Extract provided:

_ _ _ _ _ _ _

Breaking changes to the API
* Renamed entry point for running pip-installed projects to `run_package()` instead of `main()` in `src/<package>/run.py`.
* `bucket_name` key has been removed from the string representation of the following datasets: `CSVS3DataSet`, `HDFS3DataSet`, `PickleS3DataSet`, `contrib.io.parquet.ParquetS3DataSet`, `contrib.io.gcs.JSONGCSDataSet`.
* Moved the `mem_profiler` decorator to `contrib` and separated the `contrib` decorators so that dependencies are modular. You may need to update your import paths, for example the pyspark decorators should be imported as `from kedro.contrib.decorators.pyspark import <pyspark_decorator>` instead of `from kedro.contrib.decorators import <pyspark_decorator>`.

Thanks for supporting contributions
[Sheldon Tsen](https://github.com/sheldontsen-qb), [roumail](https://github.com/roumail), [Karlson Lee](https://github.com/i25959341), [Waylon Walker](https://github.com/WaylonWalker), [Deepyaman Datta](https://github.com/deepyaman), [Giovanni](https://github.com/plauto), [Zain Patel](https://github.com/mzjp2)

0.15.4

Not secure

Major features and improvements
* `kedro jupyter` now gives the default kernel a sensible name.
* `Pipeline.name` has been deprecated in favour of `Pipeline.tags`.
* Reuse pipelines within a Kedro project using `Pipeline.transform`, it simplifies dataset and node renaming.
* Added Jupyter Notebook line magic (`%run_viz`) to run `kedro viz` in a Notebook cell (requires [`kedro-viz`](https://github.com/kedro-org/kedro-viz) version 3.0.0 or later).
* Added the following datasets:
- `NetworkXLocalDataSet` in `kedro.contrib.io.networkx` to load and save local graphs (JSON format) via NetworkX. (by [josephhaaga](https://github.com/josephhaaga))

_ _ _ _ _ _ _

Material to process:

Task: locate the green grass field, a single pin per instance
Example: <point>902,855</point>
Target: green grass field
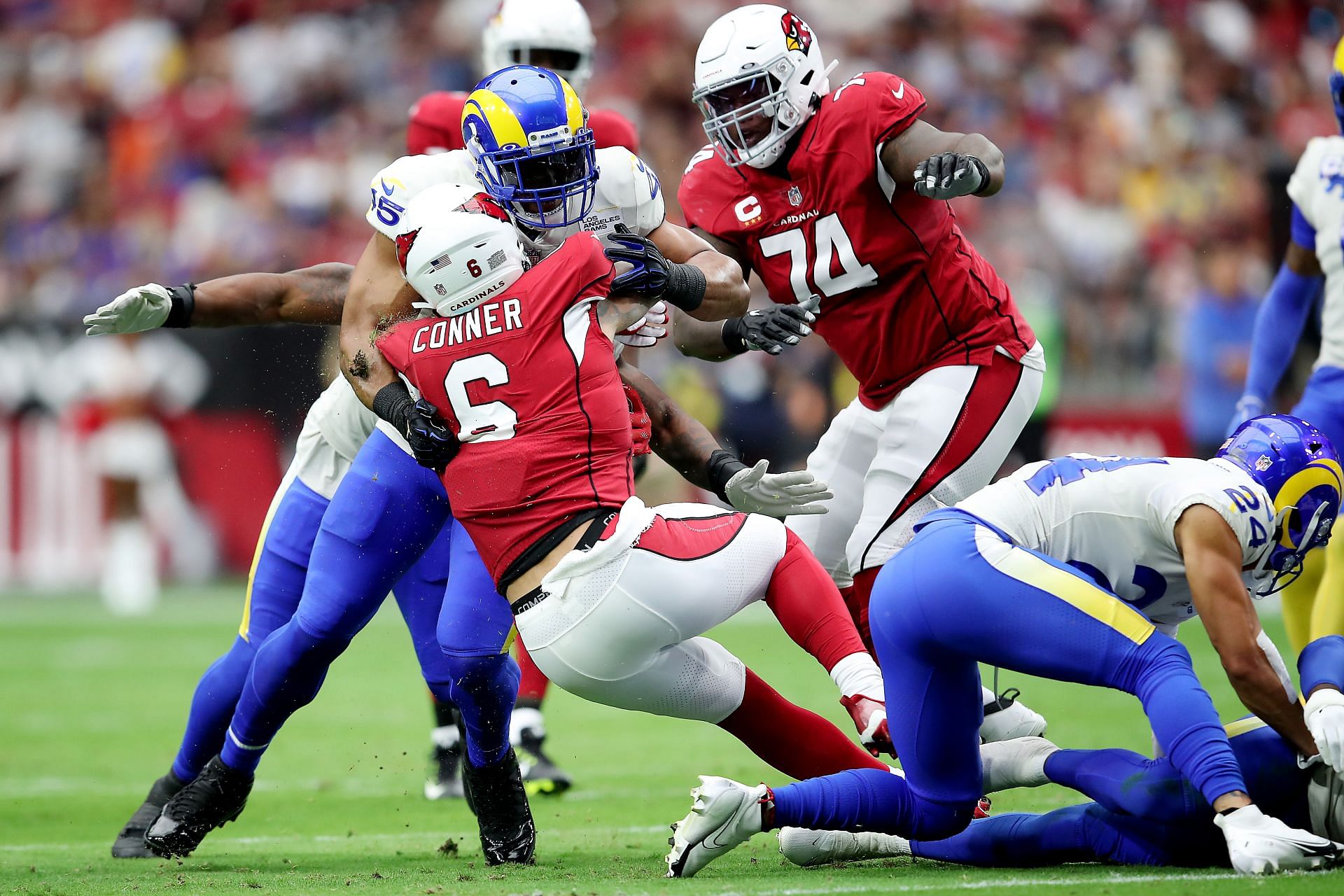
<point>93,708</point>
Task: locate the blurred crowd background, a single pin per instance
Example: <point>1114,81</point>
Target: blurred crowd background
<point>1148,146</point>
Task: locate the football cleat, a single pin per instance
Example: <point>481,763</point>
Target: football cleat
<point>131,841</point>
<point>723,814</point>
<point>870,718</point>
<point>508,834</point>
<point>1015,763</point>
<point>214,798</point>
<point>1262,846</point>
<point>811,848</point>
<point>1007,718</point>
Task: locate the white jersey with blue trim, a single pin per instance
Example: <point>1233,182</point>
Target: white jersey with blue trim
<point>1317,190</point>
<point>628,192</point>
<point>1114,517</point>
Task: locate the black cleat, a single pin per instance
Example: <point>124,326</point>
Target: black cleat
<point>214,798</point>
<point>540,776</point>
<point>502,811</point>
<point>131,841</point>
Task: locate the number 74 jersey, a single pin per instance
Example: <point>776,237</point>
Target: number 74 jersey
<point>1114,519</point>
<point>902,289</point>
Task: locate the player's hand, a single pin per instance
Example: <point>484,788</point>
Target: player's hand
<point>949,175</point>
<point>648,274</point>
<point>772,330</point>
<point>1326,720</point>
<point>1246,409</point>
<point>134,311</point>
<point>641,428</point>
<point>648,331</point>
<point>429,437</point>
<point>778,495</point>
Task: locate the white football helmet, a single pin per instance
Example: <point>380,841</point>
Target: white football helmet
<point>457,248</point>
<point>758,76</point>
<point>523,30</point>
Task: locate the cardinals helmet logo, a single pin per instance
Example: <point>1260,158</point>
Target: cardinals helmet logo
<point>403,246</point>
<point>797,35</point>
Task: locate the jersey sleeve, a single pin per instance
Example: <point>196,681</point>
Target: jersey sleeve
<point>1245,507</point>
<point>393,188</point>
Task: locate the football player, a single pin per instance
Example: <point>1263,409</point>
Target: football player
<point>610,597</point>
<point>1065,570</point>
<point>556,35</point>
<point>840,191</point>
<point>1313,606</point>
<point>1145,813</point>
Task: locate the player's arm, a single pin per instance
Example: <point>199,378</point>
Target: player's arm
<point>304,296</point>
<point>944,164</point>
<point>1280,321</point>
<point>691,450</point>
<point>768,330</point>
<point>1212,559</point>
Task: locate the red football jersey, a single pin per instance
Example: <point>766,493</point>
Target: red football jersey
<point>436,125</point>
<point>902,289</point>
<point>528,384</point>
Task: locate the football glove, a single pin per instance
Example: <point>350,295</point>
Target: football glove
<point>641,426</point>
<point>1246,409</point>
<point>1326,720</point>
<point>136,311</point>
<point>771,330</point>
<point>949,175</point>
<point>778,495</point>
<point>648,331</point>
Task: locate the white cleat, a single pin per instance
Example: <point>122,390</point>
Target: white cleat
<point>1015,763</point>
<point>1262,846</point>
<point>1007,718</point>
<point>723,814</point>
<point>809,848</point>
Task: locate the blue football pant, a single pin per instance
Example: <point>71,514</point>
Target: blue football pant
<point>960,594</point>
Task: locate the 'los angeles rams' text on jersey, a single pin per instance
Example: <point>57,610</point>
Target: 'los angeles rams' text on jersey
<point>1114,517</point>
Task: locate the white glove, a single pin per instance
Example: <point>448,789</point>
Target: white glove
<point>1326,720</point>
<point>648,330</point>
<point>132,312</point>
<point>778,495</point>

_ _ _ _ _ _ _

Problem A: In the Kedro changelog, substitute "descriptive" for "sensible" and write out the passage starting at "Major features and" and ending at "and node renaming.".
Problem B: Restate the rows word for word, starting at the line that contains "Task: locate the white football" and ending at the line that contains "<point>1145,813</point>".

Complete answer A:
Major features and improvements
* `kedro jupyter` now gives the default kernel a descriptive name.
* `Pipeline.name` has been deprecated in favour of `Pipeline.tags`.
* Reuse pipelines within a Kedro project using `Pipeline.transform`, it simplifies dataset and node renaming.

Complete answer B:
Task: locate the white football helmet, a single pin per instance
Example: <point>380,841</point>
Target: white football helmet
<point>457,248</point>
<point>758,76</point>
<point>523,30</point>
Task: locate the cardinals helmet logo, a single pin per instance
Example: <point>1260,158</point>
Target: cardinals helmet logo
<point>403,246</point>
<point>797,35</point>
Task: locate the jersey sleeve, a single pin per instance
Example: <point>196,681</point>
Target: jersey sleeve
<point>1245,507</point>
<point>393,188</point>
Task: locate the football player, a single pin per instance
Example: <point>1263,409</point>
Target: football player
<point>610,597</point>
<point>1065,570</point>
<point>556,35</point>
<point>840,191</point>
<point>1313,606</point>
<point>1145,813</point>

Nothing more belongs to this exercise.